== THE DATA

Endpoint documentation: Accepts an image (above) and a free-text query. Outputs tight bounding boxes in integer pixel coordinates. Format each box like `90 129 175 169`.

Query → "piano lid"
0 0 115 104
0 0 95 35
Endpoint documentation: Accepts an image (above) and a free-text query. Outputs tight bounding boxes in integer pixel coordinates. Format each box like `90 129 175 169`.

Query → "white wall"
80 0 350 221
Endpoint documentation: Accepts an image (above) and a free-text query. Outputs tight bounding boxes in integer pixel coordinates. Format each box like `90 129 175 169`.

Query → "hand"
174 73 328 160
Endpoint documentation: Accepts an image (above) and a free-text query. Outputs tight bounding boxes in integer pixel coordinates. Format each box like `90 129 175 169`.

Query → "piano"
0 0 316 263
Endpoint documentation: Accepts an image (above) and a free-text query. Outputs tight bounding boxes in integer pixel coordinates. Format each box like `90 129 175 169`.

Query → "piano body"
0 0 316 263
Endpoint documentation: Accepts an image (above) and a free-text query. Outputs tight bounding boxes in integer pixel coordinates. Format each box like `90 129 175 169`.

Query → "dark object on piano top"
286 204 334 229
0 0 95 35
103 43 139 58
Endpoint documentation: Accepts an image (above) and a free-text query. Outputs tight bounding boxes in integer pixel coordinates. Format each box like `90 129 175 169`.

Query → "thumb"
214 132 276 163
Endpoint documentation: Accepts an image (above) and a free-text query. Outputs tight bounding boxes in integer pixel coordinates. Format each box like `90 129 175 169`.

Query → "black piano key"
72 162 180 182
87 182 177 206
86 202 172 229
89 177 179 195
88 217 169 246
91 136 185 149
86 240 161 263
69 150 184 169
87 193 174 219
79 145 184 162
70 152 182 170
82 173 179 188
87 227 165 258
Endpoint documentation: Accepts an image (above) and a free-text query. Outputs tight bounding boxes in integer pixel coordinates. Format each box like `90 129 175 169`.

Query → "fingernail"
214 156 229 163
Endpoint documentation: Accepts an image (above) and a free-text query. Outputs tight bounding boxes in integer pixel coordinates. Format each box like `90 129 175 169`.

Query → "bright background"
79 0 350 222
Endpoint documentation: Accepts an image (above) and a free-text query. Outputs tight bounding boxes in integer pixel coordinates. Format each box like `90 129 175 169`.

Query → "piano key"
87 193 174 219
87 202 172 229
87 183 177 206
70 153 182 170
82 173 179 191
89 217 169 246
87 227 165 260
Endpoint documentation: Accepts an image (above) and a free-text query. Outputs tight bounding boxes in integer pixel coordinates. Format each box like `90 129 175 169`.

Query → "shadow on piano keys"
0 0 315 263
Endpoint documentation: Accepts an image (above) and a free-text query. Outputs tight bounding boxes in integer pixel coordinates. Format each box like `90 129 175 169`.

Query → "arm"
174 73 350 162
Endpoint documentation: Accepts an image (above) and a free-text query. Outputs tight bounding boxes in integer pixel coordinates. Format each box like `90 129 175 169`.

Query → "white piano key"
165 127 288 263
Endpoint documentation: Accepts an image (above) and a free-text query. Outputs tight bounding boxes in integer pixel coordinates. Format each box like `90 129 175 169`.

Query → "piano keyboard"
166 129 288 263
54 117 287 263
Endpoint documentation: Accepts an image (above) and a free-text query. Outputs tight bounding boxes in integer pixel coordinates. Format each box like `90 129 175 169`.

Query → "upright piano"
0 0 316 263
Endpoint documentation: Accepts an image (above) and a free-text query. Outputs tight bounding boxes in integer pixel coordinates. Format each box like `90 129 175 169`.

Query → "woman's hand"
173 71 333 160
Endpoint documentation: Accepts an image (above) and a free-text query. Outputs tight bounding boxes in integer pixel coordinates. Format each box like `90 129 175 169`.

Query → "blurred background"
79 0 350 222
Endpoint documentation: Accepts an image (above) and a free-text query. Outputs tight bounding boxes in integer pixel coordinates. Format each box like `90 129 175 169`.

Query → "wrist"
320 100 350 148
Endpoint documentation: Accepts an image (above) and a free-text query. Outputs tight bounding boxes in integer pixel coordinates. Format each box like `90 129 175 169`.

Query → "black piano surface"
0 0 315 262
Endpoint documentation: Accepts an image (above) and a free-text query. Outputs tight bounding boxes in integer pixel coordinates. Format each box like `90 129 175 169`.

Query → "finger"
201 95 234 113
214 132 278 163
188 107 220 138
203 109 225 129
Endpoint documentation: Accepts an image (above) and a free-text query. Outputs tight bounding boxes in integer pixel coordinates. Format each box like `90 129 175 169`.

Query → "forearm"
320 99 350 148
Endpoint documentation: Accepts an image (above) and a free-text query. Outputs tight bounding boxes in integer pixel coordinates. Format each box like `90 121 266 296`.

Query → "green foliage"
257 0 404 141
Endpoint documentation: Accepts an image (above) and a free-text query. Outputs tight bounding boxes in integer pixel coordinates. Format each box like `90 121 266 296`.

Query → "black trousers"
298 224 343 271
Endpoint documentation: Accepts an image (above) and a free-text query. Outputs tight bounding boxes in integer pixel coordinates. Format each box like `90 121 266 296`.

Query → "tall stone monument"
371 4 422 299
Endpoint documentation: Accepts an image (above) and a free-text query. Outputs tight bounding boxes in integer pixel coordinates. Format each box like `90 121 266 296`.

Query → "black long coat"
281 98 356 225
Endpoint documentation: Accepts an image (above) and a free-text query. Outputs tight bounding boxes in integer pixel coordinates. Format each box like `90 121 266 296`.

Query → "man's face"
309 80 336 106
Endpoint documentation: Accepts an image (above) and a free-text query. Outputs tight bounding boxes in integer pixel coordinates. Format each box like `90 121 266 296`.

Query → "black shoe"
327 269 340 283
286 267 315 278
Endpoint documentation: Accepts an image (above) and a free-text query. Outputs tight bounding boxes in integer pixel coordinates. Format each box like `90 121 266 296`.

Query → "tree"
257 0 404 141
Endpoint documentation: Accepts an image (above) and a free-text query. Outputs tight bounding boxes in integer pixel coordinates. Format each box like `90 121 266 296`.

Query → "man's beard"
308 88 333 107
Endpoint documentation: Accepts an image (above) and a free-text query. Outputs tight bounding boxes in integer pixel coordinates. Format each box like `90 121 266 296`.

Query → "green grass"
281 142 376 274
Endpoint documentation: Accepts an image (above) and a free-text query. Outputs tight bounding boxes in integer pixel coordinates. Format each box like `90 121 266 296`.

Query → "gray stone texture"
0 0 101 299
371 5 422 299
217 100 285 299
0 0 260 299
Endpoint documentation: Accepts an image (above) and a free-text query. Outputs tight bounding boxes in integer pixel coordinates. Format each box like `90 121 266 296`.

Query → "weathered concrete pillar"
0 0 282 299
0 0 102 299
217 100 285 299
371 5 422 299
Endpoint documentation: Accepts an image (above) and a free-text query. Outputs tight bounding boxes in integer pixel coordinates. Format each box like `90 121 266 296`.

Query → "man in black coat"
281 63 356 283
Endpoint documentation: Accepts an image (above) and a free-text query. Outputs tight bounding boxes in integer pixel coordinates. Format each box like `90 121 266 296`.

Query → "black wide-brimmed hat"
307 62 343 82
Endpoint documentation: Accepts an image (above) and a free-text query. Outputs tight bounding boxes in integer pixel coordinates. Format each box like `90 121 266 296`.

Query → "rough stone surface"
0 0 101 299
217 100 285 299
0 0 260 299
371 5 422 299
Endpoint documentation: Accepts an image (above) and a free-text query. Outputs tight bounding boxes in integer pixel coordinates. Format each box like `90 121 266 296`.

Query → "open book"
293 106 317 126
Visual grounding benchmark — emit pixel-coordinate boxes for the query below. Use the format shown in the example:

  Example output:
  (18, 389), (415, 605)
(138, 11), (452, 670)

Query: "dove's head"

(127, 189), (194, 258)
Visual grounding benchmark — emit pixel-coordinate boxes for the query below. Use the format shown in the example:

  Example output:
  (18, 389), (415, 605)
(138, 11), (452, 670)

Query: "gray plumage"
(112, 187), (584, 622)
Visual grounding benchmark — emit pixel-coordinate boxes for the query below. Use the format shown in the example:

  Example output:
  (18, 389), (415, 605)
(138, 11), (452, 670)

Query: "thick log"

====

▶ [TASK STATEMENT] From the entries above, extract every line that contains the word "white", treating uppercase and lowercase as different.

▶ [ANSWER TO THIS EXERCISE]
Query → "white wall"
Query → "white piano key"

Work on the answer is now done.